§ Article
This documentation is out of date. For up-to-date information, see Writing instructions for your Agent.
To find out what’s new in Rovo or how to upgrade, see recent changes to Rovo beta.
When you create an Agent, you can provide Instructions. Providing instructions will customize the Agent to your needs. They outline things like:
The expectations or the purpose of your Agent
The limitations - what you’d like the Agent to do and not do
How the Agent might respond to various inputs (for example, when asked a specific thing, it should reply in a specific way)
How the Agent should interact with people (for example, you may want your Agent to have a particular tone - like to always talk like a pirate).
If you’re looking for tips on chatting with Agents and the kinds of prompts and instructions you’d write day-to-day, see chatting to an Agent.
Tips and best practices
Writing good instructions is an art, and you’ll most likely need to iterate on your instructions a few times to get your Agent working just right.

§ Data lines
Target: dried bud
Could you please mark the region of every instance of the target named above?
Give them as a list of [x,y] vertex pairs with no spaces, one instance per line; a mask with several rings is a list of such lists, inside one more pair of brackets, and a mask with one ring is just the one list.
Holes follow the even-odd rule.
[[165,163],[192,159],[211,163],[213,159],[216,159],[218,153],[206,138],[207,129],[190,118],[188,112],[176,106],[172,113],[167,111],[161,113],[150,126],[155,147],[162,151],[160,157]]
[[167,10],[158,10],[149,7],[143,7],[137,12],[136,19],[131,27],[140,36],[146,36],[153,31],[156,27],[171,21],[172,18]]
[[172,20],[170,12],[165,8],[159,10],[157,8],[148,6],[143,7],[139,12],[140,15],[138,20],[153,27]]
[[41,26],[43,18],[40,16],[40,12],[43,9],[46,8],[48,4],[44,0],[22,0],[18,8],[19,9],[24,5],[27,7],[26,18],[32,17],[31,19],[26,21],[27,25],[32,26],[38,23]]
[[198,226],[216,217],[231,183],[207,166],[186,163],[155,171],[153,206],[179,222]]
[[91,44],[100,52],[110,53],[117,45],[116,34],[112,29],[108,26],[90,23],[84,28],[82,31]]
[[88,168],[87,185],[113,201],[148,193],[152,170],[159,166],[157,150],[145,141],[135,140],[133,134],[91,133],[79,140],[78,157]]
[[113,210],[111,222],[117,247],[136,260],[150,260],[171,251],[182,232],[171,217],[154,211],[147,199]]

§ Work to complete
a – On the Agent instructions page, what example is offered of a particular tone an Agent might have?
b – Please extract each line of the listing that contains the string "instance", treating case as significant.
The Agent instructions page and the listing come from unrelated sources.

§ Complete answers
a – Always talking like a pirate.

b –
Could you please mark the region of every instance of the target named above?
Give them as a list of [x,y] vertex pairs with no spaces, one instance per line; a mask with several rings is a list of such lists, inside one more pair of brackets, and a mask with one ring is just the one list.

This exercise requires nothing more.